===== Information supplied
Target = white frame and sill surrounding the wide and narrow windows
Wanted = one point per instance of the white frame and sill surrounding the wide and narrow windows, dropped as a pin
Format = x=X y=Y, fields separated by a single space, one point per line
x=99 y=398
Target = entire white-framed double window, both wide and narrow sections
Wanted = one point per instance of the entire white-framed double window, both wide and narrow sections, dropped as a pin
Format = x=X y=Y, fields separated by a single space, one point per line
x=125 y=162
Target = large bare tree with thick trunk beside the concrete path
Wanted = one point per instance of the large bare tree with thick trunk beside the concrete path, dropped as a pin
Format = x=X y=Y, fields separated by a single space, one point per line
==========
===== Information supplied
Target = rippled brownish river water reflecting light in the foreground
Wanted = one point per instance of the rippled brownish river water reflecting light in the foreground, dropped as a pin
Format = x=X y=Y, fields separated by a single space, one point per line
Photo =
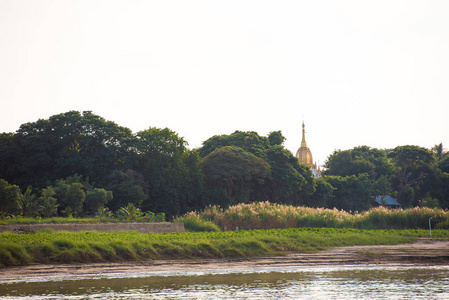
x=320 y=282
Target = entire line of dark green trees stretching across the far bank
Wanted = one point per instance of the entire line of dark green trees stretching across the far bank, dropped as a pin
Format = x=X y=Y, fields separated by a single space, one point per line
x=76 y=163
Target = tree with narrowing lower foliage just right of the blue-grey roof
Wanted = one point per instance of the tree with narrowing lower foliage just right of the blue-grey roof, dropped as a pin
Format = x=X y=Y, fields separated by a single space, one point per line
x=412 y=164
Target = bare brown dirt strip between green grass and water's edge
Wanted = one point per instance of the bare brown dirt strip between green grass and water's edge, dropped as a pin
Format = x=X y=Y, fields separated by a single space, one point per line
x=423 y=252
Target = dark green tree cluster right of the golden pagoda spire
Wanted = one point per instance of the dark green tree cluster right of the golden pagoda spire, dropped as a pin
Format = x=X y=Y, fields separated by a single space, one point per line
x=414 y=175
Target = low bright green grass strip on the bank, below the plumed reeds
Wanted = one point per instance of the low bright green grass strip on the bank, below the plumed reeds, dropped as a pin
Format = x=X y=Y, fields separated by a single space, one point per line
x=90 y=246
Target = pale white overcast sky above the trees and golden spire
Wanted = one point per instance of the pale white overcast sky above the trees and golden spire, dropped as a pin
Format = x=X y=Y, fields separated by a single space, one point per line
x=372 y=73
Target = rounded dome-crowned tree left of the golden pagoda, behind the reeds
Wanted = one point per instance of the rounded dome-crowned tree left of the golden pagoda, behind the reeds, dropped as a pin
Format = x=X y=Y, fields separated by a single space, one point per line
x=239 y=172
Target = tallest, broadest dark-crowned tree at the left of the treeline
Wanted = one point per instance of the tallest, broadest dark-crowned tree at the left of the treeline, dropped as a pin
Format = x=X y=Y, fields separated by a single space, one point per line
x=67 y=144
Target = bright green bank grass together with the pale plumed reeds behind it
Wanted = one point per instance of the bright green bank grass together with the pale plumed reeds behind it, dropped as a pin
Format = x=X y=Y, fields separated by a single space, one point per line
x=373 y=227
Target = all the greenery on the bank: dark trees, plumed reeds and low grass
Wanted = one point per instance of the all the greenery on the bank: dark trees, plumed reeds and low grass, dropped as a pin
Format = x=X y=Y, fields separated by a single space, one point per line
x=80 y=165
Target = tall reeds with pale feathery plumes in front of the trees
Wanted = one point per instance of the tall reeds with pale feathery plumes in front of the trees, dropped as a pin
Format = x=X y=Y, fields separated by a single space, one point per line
==========
===== Information supplied
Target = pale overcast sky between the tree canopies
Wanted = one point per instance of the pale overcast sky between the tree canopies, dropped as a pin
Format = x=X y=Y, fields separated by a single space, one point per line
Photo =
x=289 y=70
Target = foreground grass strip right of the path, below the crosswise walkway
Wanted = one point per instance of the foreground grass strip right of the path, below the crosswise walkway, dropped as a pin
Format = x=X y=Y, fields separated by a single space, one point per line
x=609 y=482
==========
Assignment
Return, from the data, each line that has the word "reflecting" in it.

Response area
Target = rippled brownish river water reflecting light in the foreground
Wanted = one point per instance of the rippled brownish river water reflecting light in the foreground, dropped as a pin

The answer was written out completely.